**Given passage**
His most recent book, The Summer We Crossed Europe in The Rain (March 2024), is a collection of lyrics written for the jazz singer Stacey Kent. Ishiguro and Kent have been friends and collaborators for a long time, and he wrote lyrics for a handful of songs on Kent’s Breakfast on the Morning Tram.

Ishiguro has won many awards, perhaps most notably the 2017 Nobel Prize for Literature. Now he is a British citizen and lives in London with his wife and his daughter Naomi, who is also an author and published the book Escape Routes.

 

SUMMARY

This is the story of a Japanese family. The protagonist is a young man who returns to Tokyo from California to visit his father and his sister, Kikuko. At the beginning, the protagonist describes “Fugu”, a type of poisonous fish and its dangerous properties, if you don’t prepare it correctly. He tells us how his mother died two years ago because she ate “Fugu” prepared by a friend. When his mother died, he was living in California and he didn’t attend the funeral.

The son’s father picks him up from the airport and tells him the circumstances in which his mother died. His father is a very intimidating man, and he is proud of the pure samurai blood that runs in his family. He is a man who values a traditional family and is very strict. He and his son don’t have a good relationship; for this reason, the son did not return to his country until two years after his mother’s death. While they are waiting for the arrival of Kikuko, they talk a little about his father’s business partner, Watanaba, who killed himself and his family after the firm’s collapse, because he didn’t wish to live with the disgrace.

Soon after, Kikuko arrives. She is a student in Osaka. Despite the fact that the brother is much older, the siblings had always been close. They decide to go for a walk in the garden, while their father prepares the supper. Kikuko smokes a cigarette and tells him about her boyfriend and his plans for them to hitch-hike in America; she also tells him that their mother always blamed herself for him leaving Japan, that she thought she hadn’t raised him correctly. They have an open conversation, talking about their lives, childhood and recalling events like when he thought there was a ghost living in the garden near the well.

After this, the father calls Kikuko into the kitchen and tells her to help him with the final preparations of the supper. Then the father takes his son to another room to discuss his regrets about how he raised his children and how he should have been a more attentive father.

**Task list**
1) Using the Ishiguro passage, say whether each statement below agrees with it: (a) The protagonist's mother died three years before his visit. (b) Kikuko is a student in Osaka. (c) The protagonist attended his mother's funeral. Answer yes or no for each, and quote the words of the passage that decide it.
2) Reproduce the part of the Ishiguro passage that opens with the words containing "Ishiguro has won" and closes with "attend the funeral.", without changing anything.

**Raw data**
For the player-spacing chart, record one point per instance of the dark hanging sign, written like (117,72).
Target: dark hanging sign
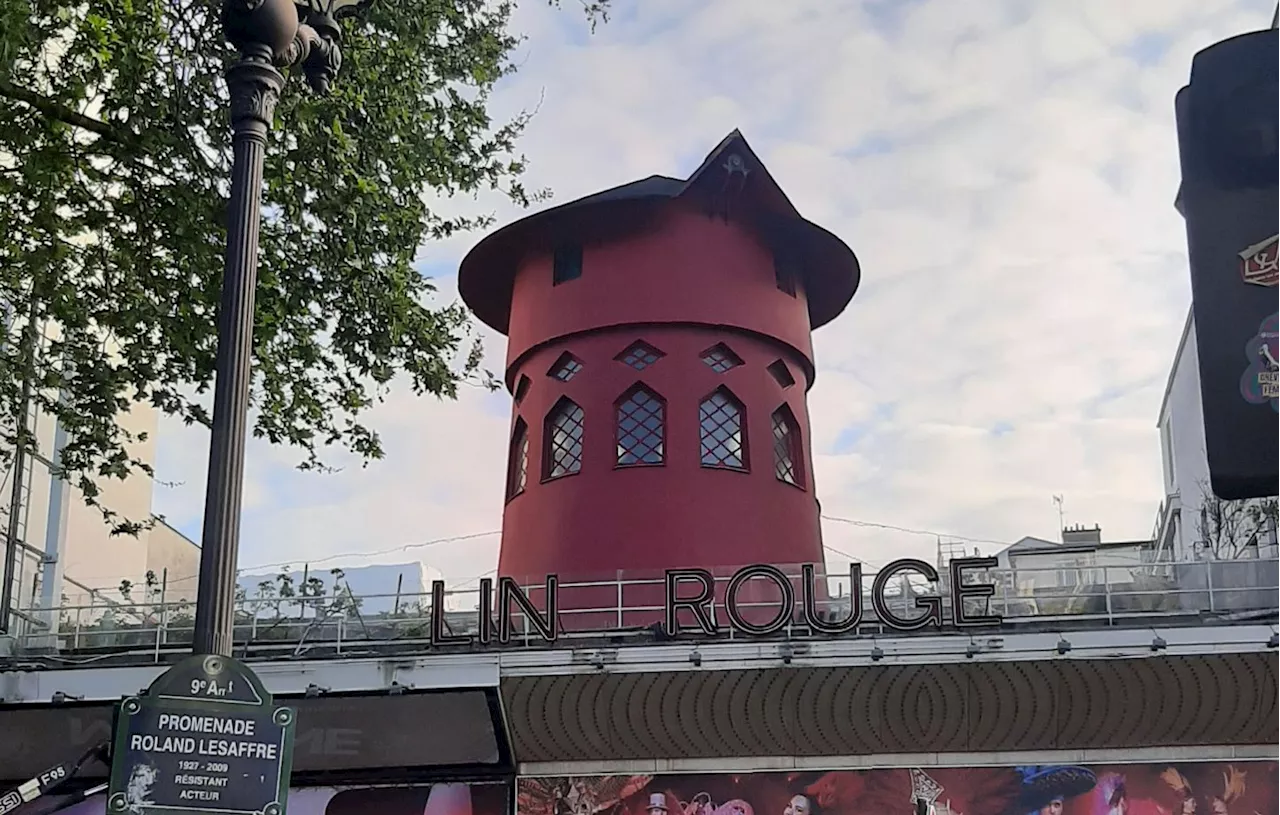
(1229,141)
(205,737)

**Task results**
1)
(a) No: "He tells us how his mother died two years ago because she ate “Fugu” prepared by a friend."
(b) Yes: "She is a student in Osaka."
(c) No: "When his mother died, he was living in California and he didn’t attend the funeral."

2)
Ishiguro has won many awards, perhaps most notably the 2017 Nobel Prize for Literature. Now he is a British citizen and lives in London with his wife and his daughter Naomi, who is also an author and published the book Escape Routes.

 

SUMMARY

This is the story of a Japanese family. The protagonist is a young man who returns to Tokyo from California to visit his father and his sister, Kikuko. At the beginning, the protagonist describes “Fugu”, a type of poisonous fish and its dangerous properties, if you don’t prepare it correctly. He tells us how his mother died two years ago because she ate “Fugu” prepared by a friend. When his mother died, he was living in California and he didn’t attend the funeral.